EXPLORE THE MATERIAL |
- A) According to the veterans' organizations text, how many centers does the USO operate worldwide?
- B) List every organization that the veterans' organizations text describes.
- C) Rewrite the stretch of the veterans' organizations text from "This organization, started" through "inflicted by war.", changing "retreats" to "getaways".

TEXT UNDER STUDY |
- Opening Delimiter -
Iraq and Afghanistan Veterans of America (IAVA)

This 10-year-old organization serves the 2.4 million veterans of Iraq and Afghanistan from their first day home through the rest of their lives. Founded by an Iraq veteran, the group's mission is to provide new veterans with health, education, and employment support. IAVA also encourages ways for them to connect with other veterans in their area.



The USO (United Service Organizations) is a nonprofit organization chartered by Congress, but is not a part of the federal government. Since 1941, it has provided care packages, entertainment, and recreation-type services to military members and their families. It operates more than 135 centers worldwide, including 10 mobile canteens in the U.S. and overseas. Services include free Internet and email access, libraries and reading rooms, housing assistance, family crisis counseling, support groups, game rooms and nursery facilities.


Navy-Marine Corps Relief Society

For over a century, this organization has provided financial assistance and education to members of the United States Navy and Marine Corps and eligible family members, widows, and survivors. The group operates nearly 250 offices ashore and afloat at Navy and Marine Corps bases throughout the world and has provided more than $48 million in interest-free loans and grants to over 100,000 sailors, marines and their families around the world.


Wounded Warriors Family Support

This organization, started by retired U.S. Marine Corps Colonel John Folsom in 2003, helps the families of those men and women who have been wounded, injured or killed during combat operations. It provides, free of charge, family-friendly retreats where wounded veterans, spouses, and children can reconnect with each other in a low-stress setting that they would otherwise not be able to afford. The goal is to offer these families a way to bond again and help heal the emotional and psychological trauma inflicted by war.


Puppies Behind Bars

Puppies Behind Bars (PBB) trains prison inmates to raise service dogs for wounded war veterans and explosive-detection canines for law enforcement. The puppies live in prison with inmates from the age of eight weeks to 24 months. Once trained, the service dogs are placed, free of charge, with returning veterans from Iraq and Afghanistan. The dogs learn special commands to help mitigate the effects of post-traumatic stress disorder (PTSD) and TBI (traumatic brain injury).
- Closing Delimiter -
Recorded data:
- Opening Delimiter -
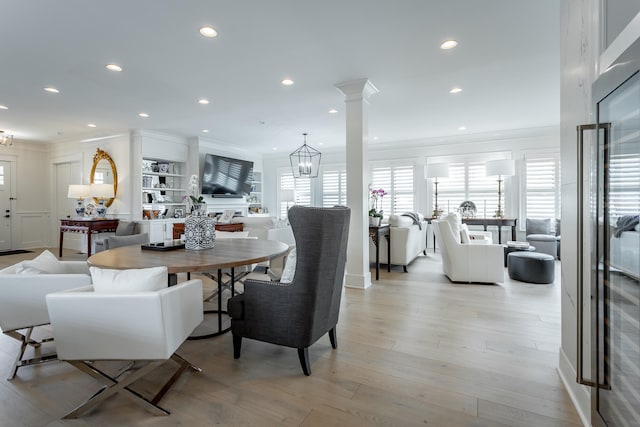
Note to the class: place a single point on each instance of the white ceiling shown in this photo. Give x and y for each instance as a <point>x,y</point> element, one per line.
<point>507,63</point>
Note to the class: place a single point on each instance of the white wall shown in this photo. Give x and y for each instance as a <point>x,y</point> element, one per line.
<point>30,211</point>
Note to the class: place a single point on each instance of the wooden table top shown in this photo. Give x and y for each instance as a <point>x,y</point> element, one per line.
<point>225,254</point>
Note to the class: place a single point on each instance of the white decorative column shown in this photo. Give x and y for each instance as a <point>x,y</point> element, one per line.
<point>356,95</point>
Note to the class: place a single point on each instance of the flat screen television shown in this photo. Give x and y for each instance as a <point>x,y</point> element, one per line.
<point>226,177</point>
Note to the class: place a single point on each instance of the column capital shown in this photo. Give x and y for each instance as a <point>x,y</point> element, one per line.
<point>357,89</point>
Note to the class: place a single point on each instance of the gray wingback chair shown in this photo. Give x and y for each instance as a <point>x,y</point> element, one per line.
<point>298,313</point>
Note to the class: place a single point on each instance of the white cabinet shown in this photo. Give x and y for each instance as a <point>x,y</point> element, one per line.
<point>163,188</point>
<point>254,199</point>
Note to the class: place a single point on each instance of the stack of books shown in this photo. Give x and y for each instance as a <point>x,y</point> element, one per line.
<point>518,245</point>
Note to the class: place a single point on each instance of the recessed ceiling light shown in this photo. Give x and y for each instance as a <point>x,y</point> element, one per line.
<point>208,31</point>
<point>113,67</point>
<point>448,44</point>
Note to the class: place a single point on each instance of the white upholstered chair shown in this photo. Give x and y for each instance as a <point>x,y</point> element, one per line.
<point>468,262</point>
<point>23,288</point>
<point>144,326</point>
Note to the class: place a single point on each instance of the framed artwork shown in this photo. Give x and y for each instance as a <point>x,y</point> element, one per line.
<point>226,216</point>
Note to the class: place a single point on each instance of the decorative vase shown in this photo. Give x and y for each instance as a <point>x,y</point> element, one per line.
<point>199,230</point>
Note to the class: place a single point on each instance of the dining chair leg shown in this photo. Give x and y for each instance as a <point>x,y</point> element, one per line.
<point>332,338</point>
<point>303,355</point>
<point>237,345</point>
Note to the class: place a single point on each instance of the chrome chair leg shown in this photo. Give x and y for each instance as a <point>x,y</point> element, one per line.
<point>25,341</point>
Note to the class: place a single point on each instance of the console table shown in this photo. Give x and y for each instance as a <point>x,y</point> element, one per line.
<point>498,222</point>
<point>375,233</point>
<point>87,226</point>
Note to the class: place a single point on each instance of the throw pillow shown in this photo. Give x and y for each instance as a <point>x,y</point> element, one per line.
<point>107,281</point>
<point>289,268</point>
<point>464,233</point>
<point>125,228</point>
<point>45,263</point>
<point>455,221</point>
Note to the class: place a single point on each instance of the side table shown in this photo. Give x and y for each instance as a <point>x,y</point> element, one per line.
<point>375,232</point>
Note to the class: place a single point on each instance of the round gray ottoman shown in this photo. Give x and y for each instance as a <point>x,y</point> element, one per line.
<point>531,267</point>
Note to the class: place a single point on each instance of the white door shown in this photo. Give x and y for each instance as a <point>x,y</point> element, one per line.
<point>5,205</point>
<point>68,173</point>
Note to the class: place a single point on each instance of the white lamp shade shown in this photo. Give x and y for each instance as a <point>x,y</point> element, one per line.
<point>437,170</point>
<point>102,191</point>
<point>500,167</point>
<point>287,195</point>
<point>78,191</point>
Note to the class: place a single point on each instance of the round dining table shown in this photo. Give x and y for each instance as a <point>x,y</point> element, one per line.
<point>226,254</point>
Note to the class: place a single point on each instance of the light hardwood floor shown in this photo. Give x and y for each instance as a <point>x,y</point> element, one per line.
<point>413,349</point>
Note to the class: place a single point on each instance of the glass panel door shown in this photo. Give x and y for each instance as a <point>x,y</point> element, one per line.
<point>617,297</point>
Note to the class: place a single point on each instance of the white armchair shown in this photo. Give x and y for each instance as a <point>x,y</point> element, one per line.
<point>408,240</point>
<point>146,327</point>
<point>22,301</point>
<point>468,262</point>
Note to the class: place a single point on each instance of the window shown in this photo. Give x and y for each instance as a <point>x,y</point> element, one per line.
<point>467,181</point>
<point>334,188</point>
<point>542,186</point>
<point>301,188</point>
<point>397,181</point>
<point>624,175</point>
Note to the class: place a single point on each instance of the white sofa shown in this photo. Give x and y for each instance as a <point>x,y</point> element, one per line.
<point>475,261</point>
<point>625,252</point>
<point>22,300</point>
<point>408,241</point>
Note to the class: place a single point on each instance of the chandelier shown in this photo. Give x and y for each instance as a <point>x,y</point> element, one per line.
<point>6,140</point>
<point>305,161</point>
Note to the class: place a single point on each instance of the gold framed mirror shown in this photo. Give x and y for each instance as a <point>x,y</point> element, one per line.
<point>104,171</point>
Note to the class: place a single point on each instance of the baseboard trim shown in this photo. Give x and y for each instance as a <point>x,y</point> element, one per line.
<point>579,394</point>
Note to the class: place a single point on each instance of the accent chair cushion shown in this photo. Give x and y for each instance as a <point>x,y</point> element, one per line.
<point>108,281</point>
<point>455,221</point>
<point>538,226</point>
<point>45,263</point>
<point>125,228</point>
<point>289,268</point>
<point>464,233</point>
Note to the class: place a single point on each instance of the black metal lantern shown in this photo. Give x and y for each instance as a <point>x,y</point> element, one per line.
<point>305,161</point>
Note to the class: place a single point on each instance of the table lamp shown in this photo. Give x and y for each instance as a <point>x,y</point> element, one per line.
<point>102,192</point>
<point>80,192</point>
<point>500,168</point>
<point>437,170</point>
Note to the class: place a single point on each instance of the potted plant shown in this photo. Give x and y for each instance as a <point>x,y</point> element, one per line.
<point>375,214</point>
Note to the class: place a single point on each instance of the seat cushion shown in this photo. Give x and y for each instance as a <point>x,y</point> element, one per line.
<point>108,281</point>
<point>45,263</point>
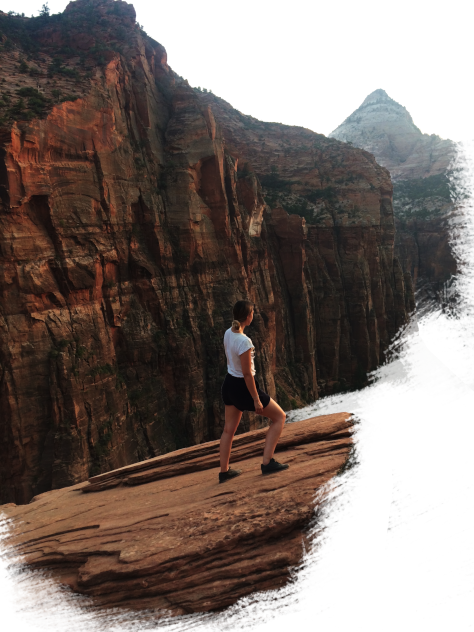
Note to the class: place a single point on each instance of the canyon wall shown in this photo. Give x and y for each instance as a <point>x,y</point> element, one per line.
<point>132,218</point>
<point>433,182</point>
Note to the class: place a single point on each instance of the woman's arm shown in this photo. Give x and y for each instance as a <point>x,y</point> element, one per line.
<point>246,362</point>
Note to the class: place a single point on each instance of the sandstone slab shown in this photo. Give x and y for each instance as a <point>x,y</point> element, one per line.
<point>179,550</point>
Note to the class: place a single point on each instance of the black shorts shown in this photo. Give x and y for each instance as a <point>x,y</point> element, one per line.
<point>235,393</point>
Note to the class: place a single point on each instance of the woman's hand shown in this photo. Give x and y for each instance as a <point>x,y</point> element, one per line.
<point>258,406</point>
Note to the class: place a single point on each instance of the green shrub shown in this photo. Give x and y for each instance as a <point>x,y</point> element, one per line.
<point>23,67</point>
<point>81,352</point>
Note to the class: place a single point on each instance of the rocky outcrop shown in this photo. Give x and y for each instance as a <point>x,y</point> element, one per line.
<point>163,544</point>
<point>439,256</point>
<point>432,200</point>
<point>132,219</point>
<point>385,128</point>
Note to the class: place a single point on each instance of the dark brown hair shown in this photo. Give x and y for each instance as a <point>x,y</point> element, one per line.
<point>241,311</point>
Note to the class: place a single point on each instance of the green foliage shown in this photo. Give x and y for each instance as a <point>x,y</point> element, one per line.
<point>274,181</point>
<point>81,352</point>
<point>8,45</point>
<point>56,68</point>
<point>37,102</point>
<point>23,67</point>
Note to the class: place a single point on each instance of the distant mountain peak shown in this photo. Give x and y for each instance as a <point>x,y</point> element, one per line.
<point>385,128</point>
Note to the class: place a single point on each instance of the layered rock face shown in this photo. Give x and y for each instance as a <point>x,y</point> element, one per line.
<point>162,544</point>
<point>132,219</point>
<point>386,129</point>
<point>439,256</point>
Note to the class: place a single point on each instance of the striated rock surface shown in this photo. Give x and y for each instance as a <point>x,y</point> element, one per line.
<point>131,220</point>
<point>162,544</point>
<point>439,255</point>
<point>433,199</point>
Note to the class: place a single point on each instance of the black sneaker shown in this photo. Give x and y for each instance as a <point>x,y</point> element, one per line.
<point>273,466</point>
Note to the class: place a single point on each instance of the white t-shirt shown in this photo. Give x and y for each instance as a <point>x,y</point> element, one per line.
<point>235,344</point>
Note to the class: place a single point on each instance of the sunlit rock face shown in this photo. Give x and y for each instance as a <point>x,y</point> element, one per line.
<point>164,542</point>
<point>433,182</point>
<point>133,216</point>
<point>385,128</point>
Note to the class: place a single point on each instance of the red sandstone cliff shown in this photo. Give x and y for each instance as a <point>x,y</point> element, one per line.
<point>130,225</point>
<point>433,186</point>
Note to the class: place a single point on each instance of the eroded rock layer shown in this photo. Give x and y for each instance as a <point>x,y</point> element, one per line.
<point>131,220</point>
<point>178,549</point>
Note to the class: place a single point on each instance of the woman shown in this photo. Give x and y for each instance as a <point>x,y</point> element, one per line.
<point>240,392</point>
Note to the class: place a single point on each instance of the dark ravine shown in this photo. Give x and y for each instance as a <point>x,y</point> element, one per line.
<point>433,202</point>
<point>133,215</point>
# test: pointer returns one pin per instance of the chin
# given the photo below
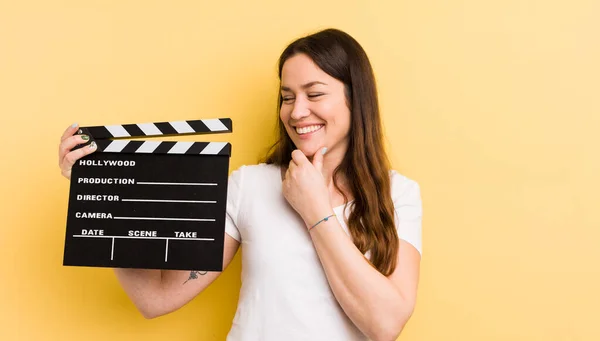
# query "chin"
(309, 151)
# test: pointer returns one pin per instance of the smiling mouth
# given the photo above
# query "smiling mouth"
(309, 129)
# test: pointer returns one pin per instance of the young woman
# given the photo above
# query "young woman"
(331, 235)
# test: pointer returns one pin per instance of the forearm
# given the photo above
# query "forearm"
(369, 298)
(142, 286)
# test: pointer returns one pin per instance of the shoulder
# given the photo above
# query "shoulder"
(402, 186)
(255, 174)
(260, 169)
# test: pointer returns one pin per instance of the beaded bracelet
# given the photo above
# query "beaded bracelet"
(322, 220)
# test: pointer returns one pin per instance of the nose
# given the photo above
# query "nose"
(300, 109)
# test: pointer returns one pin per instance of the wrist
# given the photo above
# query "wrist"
(319, 217)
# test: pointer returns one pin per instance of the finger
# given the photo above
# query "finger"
(75, 155)
(292, 167)
(69, 143)
(318, 159)
(299, 157)
(69, 131)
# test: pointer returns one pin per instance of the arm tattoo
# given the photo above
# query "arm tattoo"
(194, 275)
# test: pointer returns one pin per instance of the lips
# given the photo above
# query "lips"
(308, 129)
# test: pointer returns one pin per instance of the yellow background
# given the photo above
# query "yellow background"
(492, 106)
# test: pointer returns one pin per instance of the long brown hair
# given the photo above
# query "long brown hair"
(365, 166)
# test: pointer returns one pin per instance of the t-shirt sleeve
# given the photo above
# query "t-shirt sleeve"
(406, 195)
(234, 191)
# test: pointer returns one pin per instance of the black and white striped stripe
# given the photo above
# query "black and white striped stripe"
(164, 147)
(206, 126)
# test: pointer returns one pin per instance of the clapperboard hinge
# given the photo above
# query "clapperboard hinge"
(116, 138)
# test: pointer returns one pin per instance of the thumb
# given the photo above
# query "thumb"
(318, 159)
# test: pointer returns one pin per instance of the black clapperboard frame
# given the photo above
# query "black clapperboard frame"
(149, 204)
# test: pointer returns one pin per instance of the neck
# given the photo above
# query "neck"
(331, 160)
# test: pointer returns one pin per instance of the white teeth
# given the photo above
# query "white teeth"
(309, 129)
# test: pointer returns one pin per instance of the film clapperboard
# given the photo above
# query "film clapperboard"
(149, 204)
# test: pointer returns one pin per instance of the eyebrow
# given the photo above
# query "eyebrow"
(305, 86)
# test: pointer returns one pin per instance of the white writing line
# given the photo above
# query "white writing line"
(151, 218)
(160, 238)
(178, 183)
(186, 201)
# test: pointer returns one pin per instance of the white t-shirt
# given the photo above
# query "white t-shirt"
(285, 294)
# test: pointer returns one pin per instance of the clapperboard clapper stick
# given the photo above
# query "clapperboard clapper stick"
(149, 204)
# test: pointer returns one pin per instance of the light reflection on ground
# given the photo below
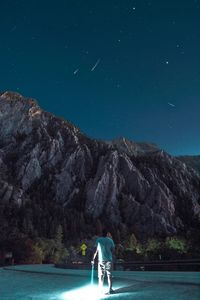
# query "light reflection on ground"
(44, 282)
(89, 292)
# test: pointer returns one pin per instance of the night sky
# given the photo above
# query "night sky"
(112, 67)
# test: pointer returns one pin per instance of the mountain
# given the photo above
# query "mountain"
(51, 174)
(192, 161)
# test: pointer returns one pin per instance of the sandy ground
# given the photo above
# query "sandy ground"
(43, 282)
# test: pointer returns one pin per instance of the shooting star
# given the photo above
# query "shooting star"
(76, 71)
(96, 64)
(171, 104)
(13, 28)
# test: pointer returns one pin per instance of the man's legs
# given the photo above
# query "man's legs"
(101, 274)
(109, 282)
(109, 275)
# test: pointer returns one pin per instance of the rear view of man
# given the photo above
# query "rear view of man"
(104, 248)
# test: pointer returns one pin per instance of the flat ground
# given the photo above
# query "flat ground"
(44, 282)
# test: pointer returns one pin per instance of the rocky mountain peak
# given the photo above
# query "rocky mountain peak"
(57, 175)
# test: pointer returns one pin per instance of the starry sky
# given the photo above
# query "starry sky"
(112, 67)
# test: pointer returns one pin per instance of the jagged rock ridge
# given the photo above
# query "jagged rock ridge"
(53, 174)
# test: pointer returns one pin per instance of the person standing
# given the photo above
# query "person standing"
(104, 248)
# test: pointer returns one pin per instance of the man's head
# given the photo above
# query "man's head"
(104, 232)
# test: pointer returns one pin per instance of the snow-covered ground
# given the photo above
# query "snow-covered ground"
(44, 282)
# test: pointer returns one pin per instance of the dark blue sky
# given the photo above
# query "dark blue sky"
(146, 85)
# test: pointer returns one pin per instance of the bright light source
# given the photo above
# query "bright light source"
(84, 293)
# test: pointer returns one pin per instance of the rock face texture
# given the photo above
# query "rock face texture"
(51, 174)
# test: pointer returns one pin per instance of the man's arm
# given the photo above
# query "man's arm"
(94, 256)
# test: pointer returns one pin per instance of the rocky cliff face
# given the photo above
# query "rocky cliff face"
(51, 174)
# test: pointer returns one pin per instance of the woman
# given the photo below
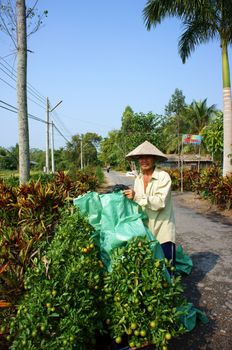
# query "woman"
(152, 191)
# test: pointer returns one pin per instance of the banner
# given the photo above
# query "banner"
(191, 139)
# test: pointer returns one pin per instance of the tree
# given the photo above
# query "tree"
(13, 21)
(199, 115)
(203, 21)
(213, 137)
(83, 149)
(23, 131)
(9, 158)
(174, 110)
(110, 152)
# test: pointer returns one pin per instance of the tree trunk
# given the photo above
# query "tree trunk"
(227, 109)
(23, 130)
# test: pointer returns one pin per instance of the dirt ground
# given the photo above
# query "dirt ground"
(205, 232)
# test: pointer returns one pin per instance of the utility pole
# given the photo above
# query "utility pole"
(48, 111)
(81, 152)
(47, 137)
(52, 148)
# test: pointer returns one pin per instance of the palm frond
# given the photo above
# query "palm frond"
(195, 32)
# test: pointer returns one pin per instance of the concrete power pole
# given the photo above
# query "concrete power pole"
(47, 137)
(81, 152)
(52, 137)
(52, 148)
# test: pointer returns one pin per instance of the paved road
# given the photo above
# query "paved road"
(207, 238)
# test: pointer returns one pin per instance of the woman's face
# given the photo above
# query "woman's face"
(147, 163)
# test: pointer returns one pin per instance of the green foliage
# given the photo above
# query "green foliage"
(135, 129)
(141, 305)
(60, 309)
(176, 103)
(28, 216)
(213, 137)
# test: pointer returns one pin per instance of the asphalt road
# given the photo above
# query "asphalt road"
(206, 237)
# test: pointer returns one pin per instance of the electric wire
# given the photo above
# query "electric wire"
(31, 116)
(42, 98)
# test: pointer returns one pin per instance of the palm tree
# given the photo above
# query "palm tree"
(198, 115)
(203, 21)
(23, 130)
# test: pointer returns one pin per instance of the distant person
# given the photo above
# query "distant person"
(152, 191)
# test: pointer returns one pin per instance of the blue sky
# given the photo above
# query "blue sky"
(97, 57)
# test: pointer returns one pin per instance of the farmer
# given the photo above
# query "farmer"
(152, 191)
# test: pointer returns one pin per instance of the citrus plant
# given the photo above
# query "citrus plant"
(142, 305)
(60, 309)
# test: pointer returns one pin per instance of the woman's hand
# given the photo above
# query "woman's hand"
(129, 193)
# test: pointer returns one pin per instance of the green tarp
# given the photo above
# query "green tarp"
(116, 220)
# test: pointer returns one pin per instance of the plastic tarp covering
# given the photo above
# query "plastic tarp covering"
(116, 220)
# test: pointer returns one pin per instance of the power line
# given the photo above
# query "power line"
(34, 90)
(60, 133)
(31, 116)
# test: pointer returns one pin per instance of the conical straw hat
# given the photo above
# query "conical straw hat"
(146, 148)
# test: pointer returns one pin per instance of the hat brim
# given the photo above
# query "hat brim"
(137, 156)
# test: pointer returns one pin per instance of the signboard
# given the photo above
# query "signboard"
(191, 139)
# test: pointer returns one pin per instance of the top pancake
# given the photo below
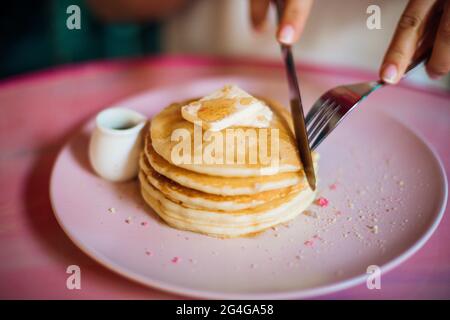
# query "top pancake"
(163, 125)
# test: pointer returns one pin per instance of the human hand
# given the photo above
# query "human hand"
(293, 19)
(418, 16)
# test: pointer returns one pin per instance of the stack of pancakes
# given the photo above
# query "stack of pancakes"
(222, 200)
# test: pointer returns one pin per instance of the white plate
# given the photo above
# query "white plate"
(390, 195)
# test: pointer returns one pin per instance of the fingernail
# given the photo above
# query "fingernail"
(434, 76)
(390, 73)
(286, 35)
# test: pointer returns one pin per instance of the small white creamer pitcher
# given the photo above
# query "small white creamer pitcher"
(116, 143)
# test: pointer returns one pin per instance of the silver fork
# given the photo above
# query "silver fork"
(336, 104)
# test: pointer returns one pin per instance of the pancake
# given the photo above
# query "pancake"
(170, 119)
(225, 224)
(202, 200)
(219, 185)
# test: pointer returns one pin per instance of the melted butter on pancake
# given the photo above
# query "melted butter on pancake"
(216, 109)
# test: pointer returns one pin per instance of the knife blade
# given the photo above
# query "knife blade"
(298, 117)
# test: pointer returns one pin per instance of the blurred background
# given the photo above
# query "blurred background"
(34, 35)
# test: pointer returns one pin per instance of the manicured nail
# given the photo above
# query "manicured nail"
(286, 35)
(390, 73)
(434, 76)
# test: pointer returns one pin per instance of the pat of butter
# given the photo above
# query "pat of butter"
(228, 107)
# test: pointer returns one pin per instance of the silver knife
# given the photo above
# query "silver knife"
(297, 109)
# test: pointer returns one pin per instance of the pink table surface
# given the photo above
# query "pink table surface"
(40, 111)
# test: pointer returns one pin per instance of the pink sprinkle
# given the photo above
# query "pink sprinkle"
(176, 259)
(323, 202)
(309, 243)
- Closing Delimiter -
ANSWERS FOR THE TASKS |
- A) More than 135 centers

- B) Iraq and Afghanistan Veterans of America (IAVA), the USO (United Service Organizations), Navy-Marine Corps Relief Society, Wounded Warriors Family Support, Puppies Behind Bars

- C)
This organization, started by retired U.S. Marine Corps Colonel John Folsom in 2003, helps the families of those men and women who have been wounded, injured or killed during combat operations. It provides, free of charge, family-friendly getaways where wounded veterans, spouses, and children can reconnect with each other in a low-stress setting that they would otherwise not be able to afford. The goal is to offer these families a way to bond again and help heal the emotional and psychological trauma inflicted by war.